ФРАГМЕНТ ТЕКСТА:
======

Роман вышел в 1965 году все в том же «Новом журнале» и тоже был встречен молчанием. Его и вправду нельзя было причислить к достижениям, особенно на фоне новой прозы на русском языке — «Доктора Живаго» Пастернака, повести «Один день Ивана Денисовича» Солженицына. Создавалось такое ощущение, что написать отрицательную рецензию на писателя с устоявшейся репутацией было неловко, – после войны их и так осталось в эмиграции немного, – но публиковать положительную ни у кого рука не поднималась.

Так или иначе, но как заметил Леонид Ржевский, вспоминая о Газданове того периода, «нужды не было и в помине, а творчество не шло».

«У нас тут в Париже писать некому и не о чем, — сетует Газданов в письме к Ржевскому. — Которые еще существуют, стареют, а так как они были не очень молоды во времена Русско-японской войны, то ожидать от них юношеской литературной энергии не приходится. Единственное исключение Б. К. Зайцев. О бедном Чиннове Наталья Николаевна Степун сказала: "Он недовоплощенный". Задумал "Историю низового звена сельской кооперации в Вологодской области"».

Признания подобного рода звучали в устах Газданова намного горше известных слов Бунина: «А в общем, дорогой, вот что я вам скажу на прощанье: мир гибнет. Писать не для кого и не для чего». «Не для кого» — было в эмиграции всегда. Об этом Гайто печалился в далекие 1930-е, когда писал письма Горькому, собираясь вернуться домой, когда затеял нашумевшую дискуссию о молодой эмигрантской литературе. А вот «не о чем» — подобное состояние для писателя смертельно. И Бунину оно, видимо, было неведомо. Действительно, пятнадцать лет благополучной послевоенной жизни Гайто в плане писательства выглядели неутешительно: два средних романа и всего шесть неплохих рассказов.

Однако тема путешествия и возвращения обновленного героя сыграла значительную роль не только в газдановских книгах — ею была пронизана вся его предыдущая жизнь. И финал ее оказался также пронизан идеей возвращения.

5

В 1964 году у Газданова возобновилась связь с Россией. До этого он лишь изредка переписывался с тетей Хабе, но как писателем им, по понятным причинам, никто не интересовался. И вот совершенно неожиданно он получил письмо от владикавказского литературоведа Азы Хадарцевой, которая просила его рассказать о своем творчестве и сообщала о том, что нашла в архиве черновик письма Горького, адресованного Газданову. Для Гайто это был приятный сюрприз. После 1930-х годов книг на родину он не посылал. У них завязалась переписка, в которой Газданов сообщал, что работает над новым романом.

В это время Газданов приступил к своей последней вещи — «Эвелина и ее друзья», где реанимирует прежнего рассказчика, но совершенно в ином качестве. Образ его почти лишен внешних намеков на прежнего повествователя, однако в нем сохранены знакомые черты героя: стремление к путешествиям в глубины памяти и способность прислушиваться к внутренним импульсам, пробуждающим душевные движения, и самое главное — его повествовательная манера с долгими периодами, характерным ритмом. В «Эвелине» Гайто возрождает все, что составляло неповторимый газдановский стиль.

======

ЗАДАНИЕ: Перепишите слово в слово часть отрывка о Газданове от «Роман вышел в» до «рука не поднималась.».

======

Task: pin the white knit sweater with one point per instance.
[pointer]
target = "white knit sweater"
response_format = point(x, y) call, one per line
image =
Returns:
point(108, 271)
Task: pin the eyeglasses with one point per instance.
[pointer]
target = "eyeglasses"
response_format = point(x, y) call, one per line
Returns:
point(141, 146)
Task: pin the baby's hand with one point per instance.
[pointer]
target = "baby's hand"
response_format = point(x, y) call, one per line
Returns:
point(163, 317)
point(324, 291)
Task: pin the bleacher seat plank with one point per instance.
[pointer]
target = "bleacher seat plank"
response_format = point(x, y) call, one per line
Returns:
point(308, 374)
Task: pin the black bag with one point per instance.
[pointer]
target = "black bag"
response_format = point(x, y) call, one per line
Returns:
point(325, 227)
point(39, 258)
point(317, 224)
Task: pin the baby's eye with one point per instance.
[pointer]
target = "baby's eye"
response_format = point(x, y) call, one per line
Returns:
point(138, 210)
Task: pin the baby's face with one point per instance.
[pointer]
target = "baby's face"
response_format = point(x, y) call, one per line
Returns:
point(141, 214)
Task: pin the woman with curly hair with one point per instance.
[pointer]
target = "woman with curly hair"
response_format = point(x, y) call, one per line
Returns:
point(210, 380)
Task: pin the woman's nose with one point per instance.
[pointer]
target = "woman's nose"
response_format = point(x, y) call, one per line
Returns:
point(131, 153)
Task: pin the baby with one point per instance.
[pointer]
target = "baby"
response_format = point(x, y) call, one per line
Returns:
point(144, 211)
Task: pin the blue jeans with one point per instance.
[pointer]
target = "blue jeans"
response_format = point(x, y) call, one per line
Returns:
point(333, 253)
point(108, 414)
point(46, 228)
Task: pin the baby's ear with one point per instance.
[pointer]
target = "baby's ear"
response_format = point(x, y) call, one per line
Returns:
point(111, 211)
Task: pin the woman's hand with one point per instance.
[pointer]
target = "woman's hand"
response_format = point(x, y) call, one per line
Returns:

======

РЕШЕНИЕ:
Роман вышел в 1965 году все в том же «Новом журнале» и тоже был встречен молчанием. Его и вправду нельзя было причислить к достижениям, особенно на фоне новой прозы на русском языке — «Доктора Живаго» Пастернака, повести «Один день Ивана Денисовича» Солженицына. Создавалось такое ощущение, что написать отрицательную рецензию на писателя с устоявшейся репутацией было неловко, – после войны их и так осталось в эмиграции немного, – но публиковать положительную ни у кого рука не поднималась.